● REQUIRED WORK: Your answer must consist of the lines running from the one that holds "the crocodile's tongue" to the end of the data, copied exactly.

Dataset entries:

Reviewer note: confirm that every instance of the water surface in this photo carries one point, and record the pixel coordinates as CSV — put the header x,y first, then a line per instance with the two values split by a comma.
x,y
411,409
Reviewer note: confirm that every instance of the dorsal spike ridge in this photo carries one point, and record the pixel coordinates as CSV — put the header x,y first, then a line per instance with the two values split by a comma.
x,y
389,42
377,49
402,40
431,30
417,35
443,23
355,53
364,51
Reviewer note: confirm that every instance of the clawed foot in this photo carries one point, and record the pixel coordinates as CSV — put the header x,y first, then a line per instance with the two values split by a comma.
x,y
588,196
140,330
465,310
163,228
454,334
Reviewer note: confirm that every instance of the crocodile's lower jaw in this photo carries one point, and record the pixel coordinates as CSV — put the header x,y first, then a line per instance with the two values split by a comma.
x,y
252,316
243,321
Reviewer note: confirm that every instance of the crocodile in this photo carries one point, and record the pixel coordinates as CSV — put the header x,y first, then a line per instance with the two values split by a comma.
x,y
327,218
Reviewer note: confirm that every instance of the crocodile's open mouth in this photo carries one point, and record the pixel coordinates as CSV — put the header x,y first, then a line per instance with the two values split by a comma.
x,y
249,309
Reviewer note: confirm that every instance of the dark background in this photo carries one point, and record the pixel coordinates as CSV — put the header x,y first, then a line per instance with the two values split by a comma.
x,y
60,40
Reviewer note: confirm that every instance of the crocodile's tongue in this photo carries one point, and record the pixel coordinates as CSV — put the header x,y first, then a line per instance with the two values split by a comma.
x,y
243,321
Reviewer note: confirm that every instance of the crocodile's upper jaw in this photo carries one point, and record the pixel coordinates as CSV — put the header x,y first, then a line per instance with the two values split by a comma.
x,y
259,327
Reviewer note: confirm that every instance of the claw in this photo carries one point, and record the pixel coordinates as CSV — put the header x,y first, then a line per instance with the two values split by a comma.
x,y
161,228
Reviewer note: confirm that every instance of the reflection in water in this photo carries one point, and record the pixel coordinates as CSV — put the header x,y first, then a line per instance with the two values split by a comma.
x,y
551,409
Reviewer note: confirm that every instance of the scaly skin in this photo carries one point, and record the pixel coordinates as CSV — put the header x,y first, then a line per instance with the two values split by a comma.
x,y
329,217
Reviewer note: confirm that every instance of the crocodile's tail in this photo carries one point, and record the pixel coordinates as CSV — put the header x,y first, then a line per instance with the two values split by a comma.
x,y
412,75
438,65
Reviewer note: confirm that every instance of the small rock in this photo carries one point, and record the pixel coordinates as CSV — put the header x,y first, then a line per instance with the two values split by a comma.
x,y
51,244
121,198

● OUTPUT FOR THIS EXERCISE:
Reviewer note: confirm that every instance of the crocodile's tongue in this photo carries one point, and record the pixel coordinates as CSV — put the header x,y first, then a line per instance with the two values split by a comma.
x,y
243,321
Reviewer note: confirm that every instance of the crocodile's upper jaw in this photo carries one point, and record the pixel coordinates as CSV — put the header x,y first, then a line per instance with the two values split by a comma.
x,y
259,327
Reviewer note: confirm that every instance of the claw in this photo carries one point, and record the pixel coordinates as CSV — put the header x,y first, then a line per instance with the two values split by a comma.
x,y
161,228
Reviewer note: confirm that every instance of the reflection in water in this photo carries one point, and record the pixel coordinates as CSV — put the header x,y first, then a line per instance with the two values split by a comma.
x,y
551,409
Reviewer note: confirm that every instance of the scaly skin in this photo carries one point, and record the pixel coordinates as CSV — put the header x,y first, then a line per instance with the two values split by a comma.
x,y
329,217
Reviewer note: confirm that every instance of the crocodile's tail in this photo carries one point, and record the pixel coordinates as CSV — put the header x,y first, then a line per instance with the two values split by a comma.
x,y
412,75
438,65
Reviewer note: confirm that every instance of the small rock in this photo carries one point, and record the pixel coordinates as CSV — put the header x,y first, then a line per instance with the two values split by a comma.
x,y
51,244
121,198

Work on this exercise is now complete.